*THE PROBLEM*. Word for word, retype the lines from the one containing "sample shape of" to the last line of the data below, both ends included.

==*==

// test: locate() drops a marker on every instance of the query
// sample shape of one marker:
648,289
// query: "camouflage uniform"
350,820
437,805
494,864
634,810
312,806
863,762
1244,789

==*==

*ANSWER SECTION*.
// sample shape of one marker:
648,289
// query: "camouflage uniform"
350,820
437,805
494,864
634,810
312,806
863,762
1244,789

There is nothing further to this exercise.